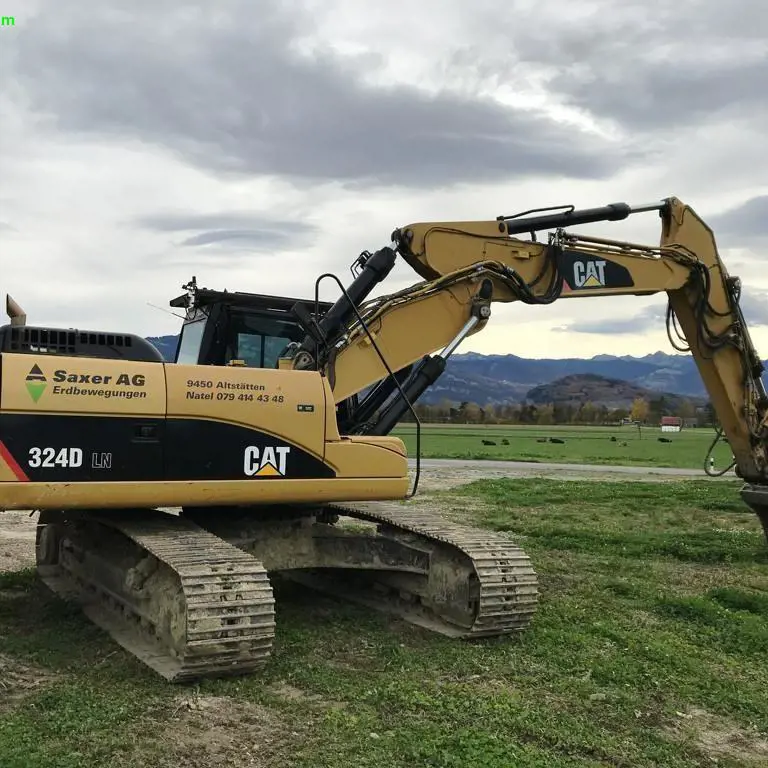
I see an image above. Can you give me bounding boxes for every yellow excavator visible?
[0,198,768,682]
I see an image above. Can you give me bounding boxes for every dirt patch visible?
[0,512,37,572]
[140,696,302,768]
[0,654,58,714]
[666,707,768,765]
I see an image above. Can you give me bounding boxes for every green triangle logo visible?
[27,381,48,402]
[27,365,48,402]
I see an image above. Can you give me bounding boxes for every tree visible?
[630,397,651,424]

_____

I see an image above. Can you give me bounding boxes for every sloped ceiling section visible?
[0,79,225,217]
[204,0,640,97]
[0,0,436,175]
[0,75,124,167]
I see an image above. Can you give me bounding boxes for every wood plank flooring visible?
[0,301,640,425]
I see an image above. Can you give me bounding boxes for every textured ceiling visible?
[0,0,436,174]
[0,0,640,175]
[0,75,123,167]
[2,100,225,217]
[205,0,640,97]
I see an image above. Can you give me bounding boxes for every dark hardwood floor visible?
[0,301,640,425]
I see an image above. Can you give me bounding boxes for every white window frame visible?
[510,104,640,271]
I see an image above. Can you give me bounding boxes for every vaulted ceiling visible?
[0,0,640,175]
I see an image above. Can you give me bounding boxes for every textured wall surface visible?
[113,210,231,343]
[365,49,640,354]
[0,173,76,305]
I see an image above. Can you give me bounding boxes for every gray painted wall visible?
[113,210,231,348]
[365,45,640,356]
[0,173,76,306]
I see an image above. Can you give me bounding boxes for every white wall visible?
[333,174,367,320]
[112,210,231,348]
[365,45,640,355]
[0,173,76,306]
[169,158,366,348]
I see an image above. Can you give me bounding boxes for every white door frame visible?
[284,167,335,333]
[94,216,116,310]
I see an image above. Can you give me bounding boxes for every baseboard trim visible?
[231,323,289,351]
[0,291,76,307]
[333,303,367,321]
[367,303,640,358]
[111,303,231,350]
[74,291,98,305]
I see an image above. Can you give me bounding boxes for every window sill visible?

_____

■ **Goal**
Rewrite the records starting at the line that contains "yellow excavator visible?" and ending at the line that contains "[630,397,651,424]" as a numbered list, leaving out any blank lines.

■ **Completed exercise**
1. I see an image above. Can you give me bounding boxes for every yellow excavator visible?
2. [0,198,768,682]
3. I see an image above. Can you give me bounding boxes for every dirt patch visible?
4. [0,512,37,572]
5. [140,696,302,768]
6. [0,654,58,714]
7. [666,707,768,765]
8. I see an image above. Can you give me bounding boxes for every green triangle logo visible?
9. [27,381,48,402]
10. [27,365,48,402]
11. I see an image above. Can you give me bounding boxes for every tree visible?
12. [630,397,651,424]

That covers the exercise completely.